• [Problem to solve] Output exactly the lines between the line that contains "Task: point to each instance of the insect leg" and the last line of the material, counting both.

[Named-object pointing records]
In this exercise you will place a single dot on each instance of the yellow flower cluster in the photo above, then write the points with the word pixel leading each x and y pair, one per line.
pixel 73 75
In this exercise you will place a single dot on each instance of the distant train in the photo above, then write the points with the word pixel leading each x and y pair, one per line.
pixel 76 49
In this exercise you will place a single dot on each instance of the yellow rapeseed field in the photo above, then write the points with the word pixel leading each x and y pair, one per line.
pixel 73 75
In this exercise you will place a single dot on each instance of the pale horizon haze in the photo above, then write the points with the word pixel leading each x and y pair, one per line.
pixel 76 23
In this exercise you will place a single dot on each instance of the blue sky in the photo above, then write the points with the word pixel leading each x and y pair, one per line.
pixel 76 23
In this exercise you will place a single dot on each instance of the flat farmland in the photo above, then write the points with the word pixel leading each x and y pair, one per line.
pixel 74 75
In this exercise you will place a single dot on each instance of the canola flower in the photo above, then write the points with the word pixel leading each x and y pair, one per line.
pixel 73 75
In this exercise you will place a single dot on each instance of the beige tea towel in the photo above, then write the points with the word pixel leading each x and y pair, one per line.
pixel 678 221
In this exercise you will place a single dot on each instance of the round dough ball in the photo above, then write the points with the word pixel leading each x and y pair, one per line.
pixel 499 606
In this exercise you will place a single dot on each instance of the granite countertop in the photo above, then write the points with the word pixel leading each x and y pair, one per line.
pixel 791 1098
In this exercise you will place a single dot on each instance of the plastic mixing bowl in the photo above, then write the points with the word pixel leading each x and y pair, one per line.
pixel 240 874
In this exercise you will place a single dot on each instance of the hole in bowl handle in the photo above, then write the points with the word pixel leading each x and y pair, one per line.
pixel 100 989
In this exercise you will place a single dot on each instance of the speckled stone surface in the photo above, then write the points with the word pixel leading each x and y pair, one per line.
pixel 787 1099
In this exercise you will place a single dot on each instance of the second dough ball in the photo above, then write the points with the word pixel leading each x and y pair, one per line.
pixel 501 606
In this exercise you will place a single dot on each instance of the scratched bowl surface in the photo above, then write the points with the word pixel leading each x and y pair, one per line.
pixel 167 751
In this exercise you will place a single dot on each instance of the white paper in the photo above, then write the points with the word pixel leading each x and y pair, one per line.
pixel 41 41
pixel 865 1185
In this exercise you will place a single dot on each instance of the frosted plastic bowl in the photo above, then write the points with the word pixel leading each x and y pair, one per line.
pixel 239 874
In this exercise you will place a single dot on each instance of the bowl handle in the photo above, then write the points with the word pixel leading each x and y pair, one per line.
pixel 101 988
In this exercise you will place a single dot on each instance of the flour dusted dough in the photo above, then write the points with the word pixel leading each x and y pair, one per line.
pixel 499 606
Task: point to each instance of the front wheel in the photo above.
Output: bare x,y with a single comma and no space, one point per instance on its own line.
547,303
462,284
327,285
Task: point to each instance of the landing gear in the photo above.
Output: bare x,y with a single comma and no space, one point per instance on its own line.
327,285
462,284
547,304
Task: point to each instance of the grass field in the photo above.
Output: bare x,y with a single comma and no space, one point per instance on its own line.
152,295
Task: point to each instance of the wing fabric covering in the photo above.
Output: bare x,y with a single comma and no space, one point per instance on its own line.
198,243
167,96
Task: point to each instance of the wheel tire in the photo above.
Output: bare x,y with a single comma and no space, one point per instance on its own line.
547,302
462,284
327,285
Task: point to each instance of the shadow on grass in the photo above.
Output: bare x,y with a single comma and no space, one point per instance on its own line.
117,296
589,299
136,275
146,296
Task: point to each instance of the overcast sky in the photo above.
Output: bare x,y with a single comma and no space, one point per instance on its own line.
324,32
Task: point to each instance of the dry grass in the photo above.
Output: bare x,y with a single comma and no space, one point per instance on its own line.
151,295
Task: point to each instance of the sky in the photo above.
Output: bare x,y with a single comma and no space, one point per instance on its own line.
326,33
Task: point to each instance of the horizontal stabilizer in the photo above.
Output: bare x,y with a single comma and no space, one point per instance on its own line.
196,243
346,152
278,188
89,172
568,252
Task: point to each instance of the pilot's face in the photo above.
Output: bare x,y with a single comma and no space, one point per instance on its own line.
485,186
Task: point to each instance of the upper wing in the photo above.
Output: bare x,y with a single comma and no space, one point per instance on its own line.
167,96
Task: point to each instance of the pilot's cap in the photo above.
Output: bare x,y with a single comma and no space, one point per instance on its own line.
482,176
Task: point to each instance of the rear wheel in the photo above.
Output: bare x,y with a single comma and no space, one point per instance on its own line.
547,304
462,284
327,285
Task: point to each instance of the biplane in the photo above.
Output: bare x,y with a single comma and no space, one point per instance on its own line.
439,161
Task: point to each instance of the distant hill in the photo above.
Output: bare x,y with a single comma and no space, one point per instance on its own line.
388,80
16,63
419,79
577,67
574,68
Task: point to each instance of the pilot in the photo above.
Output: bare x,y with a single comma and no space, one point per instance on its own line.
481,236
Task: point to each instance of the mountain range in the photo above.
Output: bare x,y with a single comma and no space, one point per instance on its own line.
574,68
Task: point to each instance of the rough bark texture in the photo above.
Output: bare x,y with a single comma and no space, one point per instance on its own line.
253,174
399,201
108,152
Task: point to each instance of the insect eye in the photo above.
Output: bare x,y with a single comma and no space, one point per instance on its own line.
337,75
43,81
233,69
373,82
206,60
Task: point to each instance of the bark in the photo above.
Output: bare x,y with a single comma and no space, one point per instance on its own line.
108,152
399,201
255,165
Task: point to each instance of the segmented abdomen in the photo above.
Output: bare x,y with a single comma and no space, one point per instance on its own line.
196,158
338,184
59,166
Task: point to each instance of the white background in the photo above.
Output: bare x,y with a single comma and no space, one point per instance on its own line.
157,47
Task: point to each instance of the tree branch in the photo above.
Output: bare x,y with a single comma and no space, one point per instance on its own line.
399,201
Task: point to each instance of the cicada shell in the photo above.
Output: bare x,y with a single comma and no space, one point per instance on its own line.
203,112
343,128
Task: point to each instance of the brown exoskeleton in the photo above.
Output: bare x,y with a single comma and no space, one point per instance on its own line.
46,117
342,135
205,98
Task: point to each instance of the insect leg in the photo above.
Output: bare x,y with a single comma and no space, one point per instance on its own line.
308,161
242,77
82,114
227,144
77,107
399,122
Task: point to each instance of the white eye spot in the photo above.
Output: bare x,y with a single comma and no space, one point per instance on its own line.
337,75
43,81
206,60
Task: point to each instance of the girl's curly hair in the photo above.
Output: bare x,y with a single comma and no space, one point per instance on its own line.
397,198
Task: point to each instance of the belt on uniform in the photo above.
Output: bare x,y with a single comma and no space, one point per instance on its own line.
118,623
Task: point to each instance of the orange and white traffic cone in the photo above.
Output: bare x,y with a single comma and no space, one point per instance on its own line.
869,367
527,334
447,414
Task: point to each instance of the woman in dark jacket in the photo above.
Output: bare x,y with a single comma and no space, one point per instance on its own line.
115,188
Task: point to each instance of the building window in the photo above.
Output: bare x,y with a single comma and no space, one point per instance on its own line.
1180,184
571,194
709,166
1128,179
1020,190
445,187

• [Correct output]
Task: point to each instance of the insect leg in the photo above.
Output: bare x,y with a single comma and no space, one point per instance on its own line.
308,161
242,77
82,114
227,144
77,107
399,122
Task: point to each instance of the white eye spot in the photo above.
Output: bare x,y with a single comma and no space, one point per instance on its own line.
337,75
43,81
206,60
Task: point to each instance of the girl's curly hair in the photo above.
Output: bare x,y with a single comma and no space, one point per instance on its own line.
397,198
Task: point to each instance of the belt on uniform in the photo above.
Output: bare x,y with a single comma and no space, one point per instance on its own line.
118,623
Task: point to each instance of the orange and white traffic cone in the photo above.
Output: bare x,y with a single comma and no space, one point per instance on its own line.
869,367
527,334
447,414
Task: point to each instance of the woman in dark jacket in the photo above.
Output: bare x,y with a single comma and no space, one point per instance on its own line.
115,188
Task: point to each instance of the building window in the photo above.
Output: bare x,y with a single comma and no space, one point per instance on its own line.
1180,184
571,194
709,166
1128,179
1020,190
445,187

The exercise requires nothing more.